EXERCISE PROMPT -
The listing below should be written out again word for word, please.

TASK INPUTS -
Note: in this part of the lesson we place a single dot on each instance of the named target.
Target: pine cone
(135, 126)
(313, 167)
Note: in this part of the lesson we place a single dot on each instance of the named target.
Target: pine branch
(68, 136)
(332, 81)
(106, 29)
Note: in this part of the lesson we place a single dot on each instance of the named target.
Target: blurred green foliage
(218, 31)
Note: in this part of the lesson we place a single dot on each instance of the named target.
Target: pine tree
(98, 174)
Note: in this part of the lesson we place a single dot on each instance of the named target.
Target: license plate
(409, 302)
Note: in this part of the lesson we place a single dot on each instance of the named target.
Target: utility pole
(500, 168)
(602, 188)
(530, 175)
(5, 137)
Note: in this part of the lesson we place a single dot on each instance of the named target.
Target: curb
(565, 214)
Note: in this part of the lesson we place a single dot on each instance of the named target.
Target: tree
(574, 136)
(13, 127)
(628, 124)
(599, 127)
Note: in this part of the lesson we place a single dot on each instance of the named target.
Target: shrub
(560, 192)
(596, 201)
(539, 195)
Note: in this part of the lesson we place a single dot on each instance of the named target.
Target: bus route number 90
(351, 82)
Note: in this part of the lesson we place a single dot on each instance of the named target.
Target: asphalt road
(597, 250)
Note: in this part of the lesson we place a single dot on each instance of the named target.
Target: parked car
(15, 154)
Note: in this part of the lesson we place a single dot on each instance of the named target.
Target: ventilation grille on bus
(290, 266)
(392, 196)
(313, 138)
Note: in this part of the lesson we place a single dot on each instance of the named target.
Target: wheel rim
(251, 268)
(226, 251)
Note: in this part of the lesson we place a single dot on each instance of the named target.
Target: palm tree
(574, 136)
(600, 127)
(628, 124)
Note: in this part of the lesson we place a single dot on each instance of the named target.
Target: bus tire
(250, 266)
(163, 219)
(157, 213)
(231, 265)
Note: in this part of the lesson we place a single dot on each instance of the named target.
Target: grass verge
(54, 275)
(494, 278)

EXERCISE RESPONSE -
Note: in this part of the lesson we place a single dot on each instance of the named target.
Target: pine cone
(135, 126)
(313, 167)
Note: in this part of the lesson we place a single dot on each instance of the named target.
Target: pine branch
(68, 136)
(332, 81)
(106, 29)
Note: in this part of the lesson we place a single dot on each instance of the named target.
Target: blurred green foliage
(218, 31)
Note: in this part of the lesson we place a single dot on each instance of the named target.
Target: pine tree
(98, 174)
Note: in this part of the lesson we place a single dot on each instance of the named target.
Target: license plate
(409, 302)
Note: in this part of the lesson we place a single dot on each instance of the named target.
Target: utility pole
(500, 168)
(602, 188)
(530, 175)
(5, 137)
Note: in this part of the lesson we place a single dot on each instance of the named target.
Target: curb
(565, 214)
Note: in this part of the lesson we place a single dot on each instance of the named target.
Target: tree
(574, 136)
(13, 127)
(628, 124)
(599, 127)
Note: in this part of the lesson we place a single dot on each instance of the named target.
Target: shrub
(560, 192)
(596, 201)
(539, 195)
Note: in this part of the lesson we place a single dot on each instance of the named target.
Target: bus route number 90
(351, 82)
Note: in this part of the lesson we place a single dot on each instance of the named target.
Target: asphalt road
(597, 250)
Note: in this part of the lesson we place a single dot on each instance of the named target.
Target: parked car
(15, 154)
Note: in this part of the lesson we place a single dot on each instance of the named target.
Target: ventilation grille on bus
(290, 266)
(392, 196)
(313, 138)
Note: in this part of the lesson we place a single dot on each instance of the named target.
Target: wheel rim
(251, 268)
(226, 251)
Note: in this part of the lesson we place a single dot on each instance of the named target.
Target: palm tree
(574, 136)
(600, 127)
(628, 124)
Note: in this part of the lesson we place a single dot on each instance of the named target.
Target: bus tire
(250, 266)
(163, 219)
(157, 213)
(231, 265)
Note: in this part of the lesson we place a single dot on each instance of the named target.
Target: grass verge
(54, 275)
(494, 278)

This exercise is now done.